A buddy has a twin charged 86. I'll post the website on his how to if anyone is interested.

I think twin charging would defeat the purpose on this car. Yes I want to add power but I don't want to sacrifice all my mpg's.
I think the centrifugal would be perfect because it's not over the top on boost, don't need a hole in your hood and no need for an intercooler. At cruising speeds it should actually help on mpg's I think but once the power is needed, it will be there. Only way to know for sure is testing it. It's available for the Camaro so I'm hopeful we may see this someday.


----------



## Mick (Dec 31, 2011)

Bmw has been working on the electric/exhaust turbo combo. I'm actually surprised it hads't been put into production yet.


----------



## boats4life (May 28, 2011)

I can definitely see an advantage to the electroturbo to build boost before the exhaust turbo has a chance to spool...


----------



## sciphi (Aug 26, 2011)

Rotrex-powered Miata is a realistic toy vehicle for a few years from now. Those cars make some very reliable power.

EXERCISE BRIEF. In the forum thread on forced induction, which carmaker is said to have been working on the electric/exhaust turbo combo?

Excerpts from segmentation records:
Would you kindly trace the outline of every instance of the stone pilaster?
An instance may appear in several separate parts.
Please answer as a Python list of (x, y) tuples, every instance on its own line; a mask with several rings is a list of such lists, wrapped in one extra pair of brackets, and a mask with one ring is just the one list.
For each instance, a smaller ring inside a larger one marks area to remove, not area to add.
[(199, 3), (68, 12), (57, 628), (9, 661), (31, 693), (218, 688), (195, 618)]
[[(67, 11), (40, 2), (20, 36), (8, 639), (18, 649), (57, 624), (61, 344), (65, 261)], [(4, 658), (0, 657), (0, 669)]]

EXERCISE ANSWER. BMW